§ EXTRAIT DU TEXTE:
● ● ● ● ●

Celui de Déméter. Image joyeuse après le désespoir et l’enlèvement de la fille très aimée.
Déméter : redoutable déesse.
Rire : la vieille Baubô soigne les bobos.
Comment ?
En soulevant à deux mains sa jupe, large jupe fendue qui lui permet de pisser debout. Et d’exhiber gaiement sa fente et le flot doré qui en gicle.
Déméter est une mère de dignité. Baubô, une tenancière de gargote qui n’a guère froid aux yeux. On la dit un peu sorcière, un peu maquerelle. Son fils (ou son neveu) est toujours à ses côtés. Un enfant bouffon comme un petit singe et qui aime à se glisser souvent sous la vaste jupe fendue.
Pisser devant une déesse-mère comme celle-là n’a qu’un but. Mis à part une impérieuse nécessité physique ou l’envie de choquer les bonnes manières de la voyageuse divine.
Déclencher un énorme rire.
Qui tarde à venir.
Ce n’est pas pisser qu’il lui faut, à cette grande mère blanche et triste, mais boire.
Tout le ventre de Baubô n’est qu’un visage hilare où la fente du sexe redouble la bouche dessinée tout en bas.

● ● ● ● ●

§ EXTRAITS D'ENREGISTREMENTS:

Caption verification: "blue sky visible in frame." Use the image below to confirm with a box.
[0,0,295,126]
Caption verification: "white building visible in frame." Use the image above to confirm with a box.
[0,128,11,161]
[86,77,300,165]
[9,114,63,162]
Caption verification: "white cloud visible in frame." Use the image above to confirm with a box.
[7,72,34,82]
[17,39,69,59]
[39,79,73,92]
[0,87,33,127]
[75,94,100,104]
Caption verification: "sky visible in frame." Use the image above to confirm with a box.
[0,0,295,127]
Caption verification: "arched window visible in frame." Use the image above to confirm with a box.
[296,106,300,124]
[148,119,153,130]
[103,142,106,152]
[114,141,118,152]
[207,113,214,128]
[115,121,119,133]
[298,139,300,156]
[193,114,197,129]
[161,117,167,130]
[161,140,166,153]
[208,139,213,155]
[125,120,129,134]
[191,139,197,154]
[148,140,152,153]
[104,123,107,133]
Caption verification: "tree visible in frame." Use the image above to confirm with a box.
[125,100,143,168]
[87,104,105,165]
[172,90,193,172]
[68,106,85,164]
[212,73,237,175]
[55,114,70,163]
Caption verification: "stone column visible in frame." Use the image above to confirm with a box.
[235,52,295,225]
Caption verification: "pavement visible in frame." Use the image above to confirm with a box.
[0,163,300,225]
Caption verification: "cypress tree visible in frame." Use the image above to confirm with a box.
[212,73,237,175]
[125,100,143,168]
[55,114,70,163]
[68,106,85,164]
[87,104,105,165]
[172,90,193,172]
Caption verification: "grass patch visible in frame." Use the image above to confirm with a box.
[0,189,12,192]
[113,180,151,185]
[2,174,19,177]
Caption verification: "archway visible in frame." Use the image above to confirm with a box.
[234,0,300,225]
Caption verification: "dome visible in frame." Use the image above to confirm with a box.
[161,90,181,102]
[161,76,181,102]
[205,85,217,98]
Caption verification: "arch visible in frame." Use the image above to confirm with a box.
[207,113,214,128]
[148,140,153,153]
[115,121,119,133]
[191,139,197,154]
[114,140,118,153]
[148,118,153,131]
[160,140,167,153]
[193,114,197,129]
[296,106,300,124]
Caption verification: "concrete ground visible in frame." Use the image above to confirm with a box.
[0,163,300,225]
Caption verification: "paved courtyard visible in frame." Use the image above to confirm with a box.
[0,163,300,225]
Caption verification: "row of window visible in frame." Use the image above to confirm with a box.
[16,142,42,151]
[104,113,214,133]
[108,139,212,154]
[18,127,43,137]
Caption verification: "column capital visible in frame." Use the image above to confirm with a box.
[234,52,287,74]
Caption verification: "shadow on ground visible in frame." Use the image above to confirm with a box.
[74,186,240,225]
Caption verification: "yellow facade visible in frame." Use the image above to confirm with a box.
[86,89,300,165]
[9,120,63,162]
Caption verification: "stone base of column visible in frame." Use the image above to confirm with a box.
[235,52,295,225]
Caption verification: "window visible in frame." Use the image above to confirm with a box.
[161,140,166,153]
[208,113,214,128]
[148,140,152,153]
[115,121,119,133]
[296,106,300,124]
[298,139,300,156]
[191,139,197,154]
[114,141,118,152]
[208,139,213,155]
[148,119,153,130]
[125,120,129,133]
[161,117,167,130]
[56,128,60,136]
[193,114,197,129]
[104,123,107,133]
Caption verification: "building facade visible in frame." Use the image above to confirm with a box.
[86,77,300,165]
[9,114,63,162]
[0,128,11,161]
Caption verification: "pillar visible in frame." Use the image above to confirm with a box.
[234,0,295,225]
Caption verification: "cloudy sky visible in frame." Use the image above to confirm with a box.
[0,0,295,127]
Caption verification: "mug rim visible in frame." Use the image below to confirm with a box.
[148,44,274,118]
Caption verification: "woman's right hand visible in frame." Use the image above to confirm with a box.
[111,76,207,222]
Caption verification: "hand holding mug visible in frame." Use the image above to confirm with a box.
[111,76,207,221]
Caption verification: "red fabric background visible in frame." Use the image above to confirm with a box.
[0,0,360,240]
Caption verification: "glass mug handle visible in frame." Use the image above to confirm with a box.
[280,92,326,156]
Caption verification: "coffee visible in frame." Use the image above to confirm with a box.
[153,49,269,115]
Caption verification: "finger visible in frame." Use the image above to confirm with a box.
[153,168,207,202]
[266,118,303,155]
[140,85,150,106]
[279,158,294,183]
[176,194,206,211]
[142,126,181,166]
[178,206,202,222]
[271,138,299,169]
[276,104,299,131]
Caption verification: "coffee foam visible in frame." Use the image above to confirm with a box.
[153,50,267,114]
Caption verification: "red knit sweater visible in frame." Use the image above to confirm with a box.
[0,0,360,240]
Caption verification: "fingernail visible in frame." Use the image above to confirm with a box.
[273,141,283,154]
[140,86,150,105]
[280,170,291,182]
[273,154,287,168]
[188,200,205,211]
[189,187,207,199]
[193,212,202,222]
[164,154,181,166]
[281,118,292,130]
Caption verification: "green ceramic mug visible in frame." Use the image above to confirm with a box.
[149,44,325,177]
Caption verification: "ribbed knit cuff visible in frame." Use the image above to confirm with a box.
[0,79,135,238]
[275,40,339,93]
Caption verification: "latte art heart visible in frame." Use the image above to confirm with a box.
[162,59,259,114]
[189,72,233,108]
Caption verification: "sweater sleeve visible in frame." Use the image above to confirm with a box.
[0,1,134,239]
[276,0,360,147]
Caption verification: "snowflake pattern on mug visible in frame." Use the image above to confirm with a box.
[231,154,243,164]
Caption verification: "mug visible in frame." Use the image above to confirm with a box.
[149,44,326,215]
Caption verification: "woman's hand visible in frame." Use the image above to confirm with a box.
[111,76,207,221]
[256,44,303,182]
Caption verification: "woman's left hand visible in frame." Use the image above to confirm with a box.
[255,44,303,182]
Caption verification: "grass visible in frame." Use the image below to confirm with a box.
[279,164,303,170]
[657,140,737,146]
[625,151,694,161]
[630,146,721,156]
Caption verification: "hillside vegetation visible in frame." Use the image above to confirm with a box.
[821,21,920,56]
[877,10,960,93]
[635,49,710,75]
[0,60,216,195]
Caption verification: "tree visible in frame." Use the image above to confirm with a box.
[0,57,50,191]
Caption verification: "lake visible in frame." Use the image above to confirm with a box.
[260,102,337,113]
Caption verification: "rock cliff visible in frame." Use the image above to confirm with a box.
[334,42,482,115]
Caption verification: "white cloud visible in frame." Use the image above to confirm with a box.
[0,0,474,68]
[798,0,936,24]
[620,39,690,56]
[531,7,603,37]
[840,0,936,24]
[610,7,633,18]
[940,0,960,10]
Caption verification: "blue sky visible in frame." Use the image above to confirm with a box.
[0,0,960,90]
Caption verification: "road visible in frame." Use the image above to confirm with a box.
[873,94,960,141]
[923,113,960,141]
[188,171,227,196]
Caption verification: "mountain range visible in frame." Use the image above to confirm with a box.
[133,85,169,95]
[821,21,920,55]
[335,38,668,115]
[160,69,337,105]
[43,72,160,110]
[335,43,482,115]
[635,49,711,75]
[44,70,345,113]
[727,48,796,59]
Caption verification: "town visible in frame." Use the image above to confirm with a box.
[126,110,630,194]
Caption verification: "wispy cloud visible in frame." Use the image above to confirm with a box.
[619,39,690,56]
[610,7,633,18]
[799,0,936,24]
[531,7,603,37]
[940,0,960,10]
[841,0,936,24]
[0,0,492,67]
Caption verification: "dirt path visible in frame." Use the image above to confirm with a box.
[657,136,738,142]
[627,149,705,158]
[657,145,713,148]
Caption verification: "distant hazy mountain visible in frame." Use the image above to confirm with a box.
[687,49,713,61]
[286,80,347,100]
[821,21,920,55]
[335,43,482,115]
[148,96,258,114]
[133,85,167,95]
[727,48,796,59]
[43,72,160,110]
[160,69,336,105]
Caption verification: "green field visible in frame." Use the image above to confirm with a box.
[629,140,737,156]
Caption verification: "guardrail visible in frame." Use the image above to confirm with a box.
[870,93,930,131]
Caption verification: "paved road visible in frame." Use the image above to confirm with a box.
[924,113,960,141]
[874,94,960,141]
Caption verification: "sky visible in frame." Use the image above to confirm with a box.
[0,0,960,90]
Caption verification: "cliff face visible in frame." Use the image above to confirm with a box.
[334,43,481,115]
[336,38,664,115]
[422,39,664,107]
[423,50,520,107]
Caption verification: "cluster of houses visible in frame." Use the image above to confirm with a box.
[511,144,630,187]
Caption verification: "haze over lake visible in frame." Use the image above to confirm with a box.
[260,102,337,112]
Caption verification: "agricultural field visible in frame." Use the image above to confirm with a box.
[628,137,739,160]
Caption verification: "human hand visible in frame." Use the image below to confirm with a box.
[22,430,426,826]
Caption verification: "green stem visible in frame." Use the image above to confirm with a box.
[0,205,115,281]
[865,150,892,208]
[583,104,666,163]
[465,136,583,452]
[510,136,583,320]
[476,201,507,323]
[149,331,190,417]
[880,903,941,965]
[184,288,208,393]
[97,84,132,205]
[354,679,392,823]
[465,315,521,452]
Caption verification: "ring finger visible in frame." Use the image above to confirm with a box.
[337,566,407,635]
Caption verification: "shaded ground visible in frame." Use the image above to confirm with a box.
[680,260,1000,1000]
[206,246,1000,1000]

● ● ● ● ●

§ OBJECTIF 1: Recopiez, dans les enregistrements, les lignes situées entre celle qui contient « fabric background visible » et celle qui contient « [153,49,269,115] », ces deux lignes incluses et les requêtes comprises. Multipliez par 0,85 chaque coordonnée de boîte figurant dans les réponses et arrondissez à l'entier le plus proche, les demis étant arrondis vers le haut.
§ OBJECTIF 2: Poursuivez le récit sur Déméter et Baubô à partir de sa dernière phrase.

§ RÉSULTAT ATTENDU 1:
Caption verification: "red fabric background visible in frame." Use the image above to confirm with a box.
[0,0,306,204]
Caption verification: "glass mug handle visible in frame." Use the image above to confirm with a box.
[238,78,277,133]
Caption verification: "coffee visible in frame." Use the image above to confirm with a box.
[130,42,229,98]

§ RÉSULTAT ATTENDU 2:
Et la mère désespérée ne résiste pas au spectacle grotesque que lui offre la gargotière ni au verre d’eau fraîche qu’elle lui tend. Le tableau existe (Adam Elsheimer). Mais il cache l’essentiel : le visage dessiné sur le ventre. Magritte s’en est souvenu. Déméter rit de manière démesurée comme seuls les dieux peuvent rire. De sa bouche ruisselle l’eau qu’elle boit, coulant sur son menton. Tout son corps est secoué. Le tissu drapé a glissé, dévoilant une poitrine de reine épuisée. La sueur goutte à son front et elle continue à rire.
Alors le petit singe humain à son tour éclate : devant l’avidité du rire de la déesse si digne encore il y a quelques instants et maintenant, en proie à une hilarité énorme, à son tour il rit sans retenue.